EXTRACT PROVIDED:
R/fastlo.R

Defines functions .fastlo .check_tables .get_dist_tables .fastlo_condition fastlo

Documented in fastlo

#' Perform fast loess normalization on a Hi-C experiment
#' 
#' @param hicexp A hicexp object
#' @param iterations The number of iterations (cycles) 
#'     for fastlo to proceed through.
#' @param span The span of loess fitting. Defaults to 0.7. To
#'     automatically calculate a span using the GCV set 
#'     span = NA. However note that setting span = NA will
#'     significantly slow down the normalization process.
#' @param parallel Logical. Should parallel processing be
#'     used?
#' @param verbose Logical, should messages about
#'     the normalization be printed?

DATASET CONTENT:
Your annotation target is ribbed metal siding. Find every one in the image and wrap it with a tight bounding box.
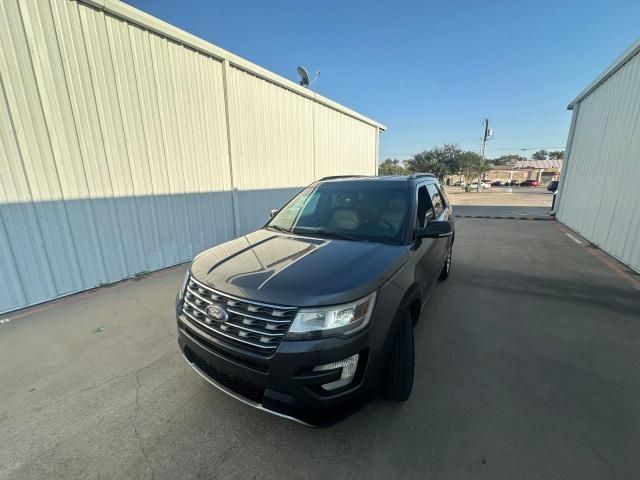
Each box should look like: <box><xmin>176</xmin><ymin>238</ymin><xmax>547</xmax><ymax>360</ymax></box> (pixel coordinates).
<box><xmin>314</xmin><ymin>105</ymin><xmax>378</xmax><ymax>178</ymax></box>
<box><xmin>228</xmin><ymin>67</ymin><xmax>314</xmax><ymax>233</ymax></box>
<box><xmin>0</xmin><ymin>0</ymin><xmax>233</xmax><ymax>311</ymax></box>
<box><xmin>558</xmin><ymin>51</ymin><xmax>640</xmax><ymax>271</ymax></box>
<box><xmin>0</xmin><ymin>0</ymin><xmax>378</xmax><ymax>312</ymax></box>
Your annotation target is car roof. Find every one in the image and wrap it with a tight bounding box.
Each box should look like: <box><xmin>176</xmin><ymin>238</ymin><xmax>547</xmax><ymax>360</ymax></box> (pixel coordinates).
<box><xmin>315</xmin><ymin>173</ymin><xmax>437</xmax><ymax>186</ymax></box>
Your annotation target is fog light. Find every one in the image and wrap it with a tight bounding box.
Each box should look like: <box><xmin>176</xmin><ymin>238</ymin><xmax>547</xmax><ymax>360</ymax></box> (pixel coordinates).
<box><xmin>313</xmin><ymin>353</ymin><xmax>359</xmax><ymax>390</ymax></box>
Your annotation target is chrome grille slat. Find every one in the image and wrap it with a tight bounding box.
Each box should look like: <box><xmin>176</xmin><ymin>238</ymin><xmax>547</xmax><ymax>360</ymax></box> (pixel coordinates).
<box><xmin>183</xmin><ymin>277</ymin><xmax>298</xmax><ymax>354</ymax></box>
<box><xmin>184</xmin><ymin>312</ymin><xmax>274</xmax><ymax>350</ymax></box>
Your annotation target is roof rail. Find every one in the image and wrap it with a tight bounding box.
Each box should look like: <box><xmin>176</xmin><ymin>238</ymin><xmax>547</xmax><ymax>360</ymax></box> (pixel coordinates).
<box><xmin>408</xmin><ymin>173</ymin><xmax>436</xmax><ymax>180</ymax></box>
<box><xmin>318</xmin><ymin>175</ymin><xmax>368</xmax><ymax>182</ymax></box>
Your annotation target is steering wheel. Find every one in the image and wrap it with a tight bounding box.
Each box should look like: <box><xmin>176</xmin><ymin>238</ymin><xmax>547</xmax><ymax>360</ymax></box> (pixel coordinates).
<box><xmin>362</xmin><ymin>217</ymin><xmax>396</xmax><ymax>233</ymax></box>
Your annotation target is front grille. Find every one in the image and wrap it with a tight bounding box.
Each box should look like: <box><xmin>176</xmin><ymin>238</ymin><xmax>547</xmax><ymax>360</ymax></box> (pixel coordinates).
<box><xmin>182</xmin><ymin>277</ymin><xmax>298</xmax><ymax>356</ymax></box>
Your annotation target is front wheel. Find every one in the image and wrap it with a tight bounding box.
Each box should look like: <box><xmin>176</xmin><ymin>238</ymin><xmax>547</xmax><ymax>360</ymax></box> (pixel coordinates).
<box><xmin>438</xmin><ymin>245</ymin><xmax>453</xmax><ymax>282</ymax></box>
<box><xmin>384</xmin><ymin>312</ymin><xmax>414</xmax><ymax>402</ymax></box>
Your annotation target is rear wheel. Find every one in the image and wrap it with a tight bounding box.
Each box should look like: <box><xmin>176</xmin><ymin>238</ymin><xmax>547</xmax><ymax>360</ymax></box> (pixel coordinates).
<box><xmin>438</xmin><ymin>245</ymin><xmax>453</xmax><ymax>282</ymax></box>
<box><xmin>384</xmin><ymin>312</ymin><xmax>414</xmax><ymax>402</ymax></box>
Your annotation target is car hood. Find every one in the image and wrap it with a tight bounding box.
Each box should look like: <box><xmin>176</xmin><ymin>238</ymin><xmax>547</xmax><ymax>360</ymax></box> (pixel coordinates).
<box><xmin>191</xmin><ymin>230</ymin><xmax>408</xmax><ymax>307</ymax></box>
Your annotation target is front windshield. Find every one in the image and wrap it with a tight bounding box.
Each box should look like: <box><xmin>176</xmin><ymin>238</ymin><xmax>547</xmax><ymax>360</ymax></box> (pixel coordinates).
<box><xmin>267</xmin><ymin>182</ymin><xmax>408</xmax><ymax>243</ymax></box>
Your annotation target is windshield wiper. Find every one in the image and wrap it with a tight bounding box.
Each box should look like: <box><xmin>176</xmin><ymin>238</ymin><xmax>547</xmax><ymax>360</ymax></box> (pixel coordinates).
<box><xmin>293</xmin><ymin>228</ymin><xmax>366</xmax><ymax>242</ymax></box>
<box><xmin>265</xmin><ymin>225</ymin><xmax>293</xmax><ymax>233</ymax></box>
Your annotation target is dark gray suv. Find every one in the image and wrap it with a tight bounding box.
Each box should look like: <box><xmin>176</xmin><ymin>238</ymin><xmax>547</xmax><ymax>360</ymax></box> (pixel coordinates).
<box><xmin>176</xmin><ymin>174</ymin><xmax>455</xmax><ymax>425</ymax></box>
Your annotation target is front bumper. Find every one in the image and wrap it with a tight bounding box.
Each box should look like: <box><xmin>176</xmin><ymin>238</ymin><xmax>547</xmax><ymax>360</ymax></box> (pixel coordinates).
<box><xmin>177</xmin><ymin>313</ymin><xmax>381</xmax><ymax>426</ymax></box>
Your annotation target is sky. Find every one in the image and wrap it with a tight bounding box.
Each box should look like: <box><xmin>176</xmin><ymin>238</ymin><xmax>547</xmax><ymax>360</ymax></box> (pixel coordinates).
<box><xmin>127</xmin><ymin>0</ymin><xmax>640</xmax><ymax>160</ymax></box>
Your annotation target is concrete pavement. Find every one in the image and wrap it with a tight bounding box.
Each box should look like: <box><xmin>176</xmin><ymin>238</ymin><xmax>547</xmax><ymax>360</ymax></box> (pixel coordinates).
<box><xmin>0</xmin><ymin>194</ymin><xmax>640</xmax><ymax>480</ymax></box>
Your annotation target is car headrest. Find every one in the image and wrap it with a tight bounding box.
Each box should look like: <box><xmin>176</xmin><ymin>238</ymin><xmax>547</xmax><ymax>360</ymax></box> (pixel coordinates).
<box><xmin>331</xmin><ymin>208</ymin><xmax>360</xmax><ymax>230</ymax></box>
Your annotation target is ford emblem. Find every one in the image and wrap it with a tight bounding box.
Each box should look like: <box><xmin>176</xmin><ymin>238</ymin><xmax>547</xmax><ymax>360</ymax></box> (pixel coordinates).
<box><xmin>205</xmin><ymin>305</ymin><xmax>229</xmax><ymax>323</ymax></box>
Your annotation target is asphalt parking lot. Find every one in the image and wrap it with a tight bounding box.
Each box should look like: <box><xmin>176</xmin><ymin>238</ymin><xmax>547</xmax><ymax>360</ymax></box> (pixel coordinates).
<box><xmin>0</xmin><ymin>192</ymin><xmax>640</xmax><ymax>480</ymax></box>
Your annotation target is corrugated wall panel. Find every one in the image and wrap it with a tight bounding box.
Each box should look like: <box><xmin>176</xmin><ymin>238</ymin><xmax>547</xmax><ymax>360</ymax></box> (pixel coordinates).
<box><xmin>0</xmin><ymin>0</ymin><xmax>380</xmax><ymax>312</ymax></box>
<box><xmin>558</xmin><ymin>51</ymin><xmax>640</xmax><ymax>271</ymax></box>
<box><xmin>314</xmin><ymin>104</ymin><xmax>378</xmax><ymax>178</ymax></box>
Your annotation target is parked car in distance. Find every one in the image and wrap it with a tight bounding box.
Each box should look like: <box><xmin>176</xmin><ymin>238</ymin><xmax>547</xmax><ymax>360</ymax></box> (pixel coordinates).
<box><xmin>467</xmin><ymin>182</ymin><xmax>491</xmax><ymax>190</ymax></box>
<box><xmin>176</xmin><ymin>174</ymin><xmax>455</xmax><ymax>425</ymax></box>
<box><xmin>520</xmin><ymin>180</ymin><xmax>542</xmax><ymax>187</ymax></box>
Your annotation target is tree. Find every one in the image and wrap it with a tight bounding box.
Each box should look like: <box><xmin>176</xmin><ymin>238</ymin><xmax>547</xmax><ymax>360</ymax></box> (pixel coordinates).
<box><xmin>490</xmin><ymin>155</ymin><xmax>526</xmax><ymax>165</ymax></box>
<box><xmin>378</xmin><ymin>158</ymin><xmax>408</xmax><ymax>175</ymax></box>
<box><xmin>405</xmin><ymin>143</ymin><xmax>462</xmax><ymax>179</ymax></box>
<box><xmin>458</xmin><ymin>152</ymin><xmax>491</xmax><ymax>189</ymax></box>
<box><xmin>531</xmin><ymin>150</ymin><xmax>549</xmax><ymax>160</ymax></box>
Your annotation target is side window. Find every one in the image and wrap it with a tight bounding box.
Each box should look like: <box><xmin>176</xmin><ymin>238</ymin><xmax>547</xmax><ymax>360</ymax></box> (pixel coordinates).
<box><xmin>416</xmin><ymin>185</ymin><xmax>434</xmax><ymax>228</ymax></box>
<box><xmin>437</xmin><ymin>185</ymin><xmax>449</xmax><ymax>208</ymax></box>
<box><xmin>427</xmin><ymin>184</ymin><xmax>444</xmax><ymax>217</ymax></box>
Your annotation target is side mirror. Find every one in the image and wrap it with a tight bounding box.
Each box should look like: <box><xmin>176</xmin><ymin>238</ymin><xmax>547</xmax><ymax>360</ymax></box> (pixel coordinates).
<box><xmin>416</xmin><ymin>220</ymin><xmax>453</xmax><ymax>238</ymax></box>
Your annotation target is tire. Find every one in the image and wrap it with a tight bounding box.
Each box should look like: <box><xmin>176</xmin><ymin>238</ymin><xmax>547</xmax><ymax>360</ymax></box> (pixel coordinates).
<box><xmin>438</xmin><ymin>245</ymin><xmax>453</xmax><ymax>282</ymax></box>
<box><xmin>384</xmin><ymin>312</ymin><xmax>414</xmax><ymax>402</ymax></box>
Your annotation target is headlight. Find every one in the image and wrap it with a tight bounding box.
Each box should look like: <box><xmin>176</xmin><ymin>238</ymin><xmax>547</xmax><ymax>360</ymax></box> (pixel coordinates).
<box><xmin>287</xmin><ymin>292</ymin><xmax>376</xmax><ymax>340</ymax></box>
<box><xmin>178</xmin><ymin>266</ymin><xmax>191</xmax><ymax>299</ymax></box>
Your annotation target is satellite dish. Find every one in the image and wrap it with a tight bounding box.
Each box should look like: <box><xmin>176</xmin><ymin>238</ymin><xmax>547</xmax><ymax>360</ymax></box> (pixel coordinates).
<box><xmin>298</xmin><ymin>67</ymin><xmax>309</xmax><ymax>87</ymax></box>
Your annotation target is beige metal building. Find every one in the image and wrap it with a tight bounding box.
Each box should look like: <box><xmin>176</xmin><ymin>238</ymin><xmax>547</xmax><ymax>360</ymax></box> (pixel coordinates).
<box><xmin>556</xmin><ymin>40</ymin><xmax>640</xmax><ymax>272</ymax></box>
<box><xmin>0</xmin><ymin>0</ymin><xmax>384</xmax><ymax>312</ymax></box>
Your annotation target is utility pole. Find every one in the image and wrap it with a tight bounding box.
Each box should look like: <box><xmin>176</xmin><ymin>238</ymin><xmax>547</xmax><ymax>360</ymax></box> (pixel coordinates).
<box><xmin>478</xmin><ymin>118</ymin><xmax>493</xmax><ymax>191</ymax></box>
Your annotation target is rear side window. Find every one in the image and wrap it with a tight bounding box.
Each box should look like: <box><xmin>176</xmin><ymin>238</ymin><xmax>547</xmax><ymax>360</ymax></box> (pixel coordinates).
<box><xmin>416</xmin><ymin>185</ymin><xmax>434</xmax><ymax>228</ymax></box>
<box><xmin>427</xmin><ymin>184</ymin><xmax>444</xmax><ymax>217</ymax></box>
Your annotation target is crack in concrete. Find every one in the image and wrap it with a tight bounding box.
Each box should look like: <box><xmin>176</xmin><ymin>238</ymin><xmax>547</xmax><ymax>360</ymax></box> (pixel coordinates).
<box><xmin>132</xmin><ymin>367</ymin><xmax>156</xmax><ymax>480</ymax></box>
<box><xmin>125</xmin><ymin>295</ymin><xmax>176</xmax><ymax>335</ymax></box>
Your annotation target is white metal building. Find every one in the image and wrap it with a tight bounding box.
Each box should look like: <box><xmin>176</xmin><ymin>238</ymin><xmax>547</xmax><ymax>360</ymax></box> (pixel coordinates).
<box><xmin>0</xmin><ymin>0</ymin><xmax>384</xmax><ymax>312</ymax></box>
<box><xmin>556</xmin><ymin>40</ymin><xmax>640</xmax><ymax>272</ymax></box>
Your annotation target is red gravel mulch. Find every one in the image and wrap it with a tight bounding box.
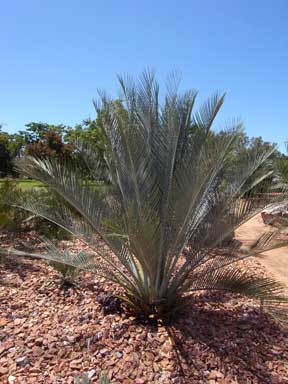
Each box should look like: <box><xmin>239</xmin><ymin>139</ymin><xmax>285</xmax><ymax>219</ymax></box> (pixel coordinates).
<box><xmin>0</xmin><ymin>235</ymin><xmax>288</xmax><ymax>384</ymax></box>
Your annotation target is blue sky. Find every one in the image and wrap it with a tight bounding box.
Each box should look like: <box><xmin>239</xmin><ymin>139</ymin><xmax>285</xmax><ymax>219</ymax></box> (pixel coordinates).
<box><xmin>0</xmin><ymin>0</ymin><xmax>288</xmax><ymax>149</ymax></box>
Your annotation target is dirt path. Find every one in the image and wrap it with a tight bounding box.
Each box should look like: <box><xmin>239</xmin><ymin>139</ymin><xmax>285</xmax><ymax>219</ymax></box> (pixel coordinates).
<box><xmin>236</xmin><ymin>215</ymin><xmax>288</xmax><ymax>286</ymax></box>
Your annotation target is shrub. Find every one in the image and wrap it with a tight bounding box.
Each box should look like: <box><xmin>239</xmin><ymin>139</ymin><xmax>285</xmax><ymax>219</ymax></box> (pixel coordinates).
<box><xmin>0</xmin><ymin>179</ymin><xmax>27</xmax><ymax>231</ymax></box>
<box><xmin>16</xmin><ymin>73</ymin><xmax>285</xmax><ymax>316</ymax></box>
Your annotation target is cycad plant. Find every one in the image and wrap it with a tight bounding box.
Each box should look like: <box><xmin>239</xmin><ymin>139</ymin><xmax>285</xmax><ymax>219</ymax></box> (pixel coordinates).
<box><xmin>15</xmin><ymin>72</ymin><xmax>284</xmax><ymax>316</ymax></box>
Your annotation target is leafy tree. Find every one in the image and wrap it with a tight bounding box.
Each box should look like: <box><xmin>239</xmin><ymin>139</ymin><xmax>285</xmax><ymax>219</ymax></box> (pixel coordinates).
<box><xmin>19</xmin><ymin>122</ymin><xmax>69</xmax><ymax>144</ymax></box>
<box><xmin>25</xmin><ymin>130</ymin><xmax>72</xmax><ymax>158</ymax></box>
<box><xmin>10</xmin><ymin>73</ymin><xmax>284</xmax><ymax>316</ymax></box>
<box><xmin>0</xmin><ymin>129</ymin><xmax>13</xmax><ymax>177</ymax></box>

OBJECTIVE 1: Translate this sentence from the fastlo documentation into Spanish: "However note that setting span = NA will significantly slow down the normalization process."
OBJECTIVE 2: Reproduce the part of the fastlo documentation that starts at "Defines functions .fastlo" and ends at "the normalization process.", with no changes.

COMPLETE RESPONSE 1: Sin embargo, tenga en cuenta que establecer span = NA ralentizará significativamente el proceso de normalización.

COMPLETE RESPONSE 2:
Defines functions .fastlo .check_tables .get_dist_tables .fastlo_condition fastlo

Documented in fastlo

#' Perform fast loess normalization on a Hi-C experiment
#' 
#' @param hicexp A hicexp object
#' @param iterations The number of iterations (cycles) 
#'     for fastlo to proceed through.
#' @param span The span of loess fitting. Defaults to 0.7. To
#'     automatically calculate a span using the GCV set 
#'     span = NA. However note that setting span = NA will
#'     significantly slow down the normalization process.